- **CONSIGNES ET EXIGENCES**
Répondez aux questions suivantes à l'aide de l'extrait sur la chasse aux mots présenté ci-dessous.
1. Selon l'extrait, qui connaît sa classe ?
2. Quel texte examine-t-on avant d'amorcer la chasse aux mots ?
3. De quoi parlera le prochain chapitre ?

::: EXTRAIT DE PAGE :::

Les leçons de chasse aux mots concourent aussi
dans une certaine mesure à cet apprentissage. Nous continuerons quelque temps
encore la structure du mot français. Nous ne donnons pas même ici la liste de
ces exercices et encore moins l'ordre dans lequel nous les pratiquons.
Tout instituteur, surtout avec notre technique
connaît sa classe. Il sait sans préparation spéciale, quels sont les mots qui
rebutent les enfants ou qui sont du moins l'occasion d'erreurs plus fréquentes.
On examine donc le texte journalier et, en partant de ces deux réalités, on
amorce la chasse aux mots. Nous avons ainsi recherché les mots contenant sc,
ce, ei, ge, gi, gea, geo, en, tien, ph, mb, mp, ant, ent, ai, ain, ê, et, ille,
etc.
Nous poursuivrons encore quelque temps cette
besogne avant de passer à une autre, plus méthodique, dont nous parlerons dans
notre prochain chapitre : la structure de la formation des mots.

::: MATÉRIEL :::

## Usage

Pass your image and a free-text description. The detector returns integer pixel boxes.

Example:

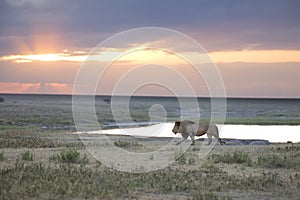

:::

- **RÉPONSE ÉCRITE**
1. Tout instituteur, surtout avec cette technique.
2. Le texte journalier.
3. De la structure de la formation des mots.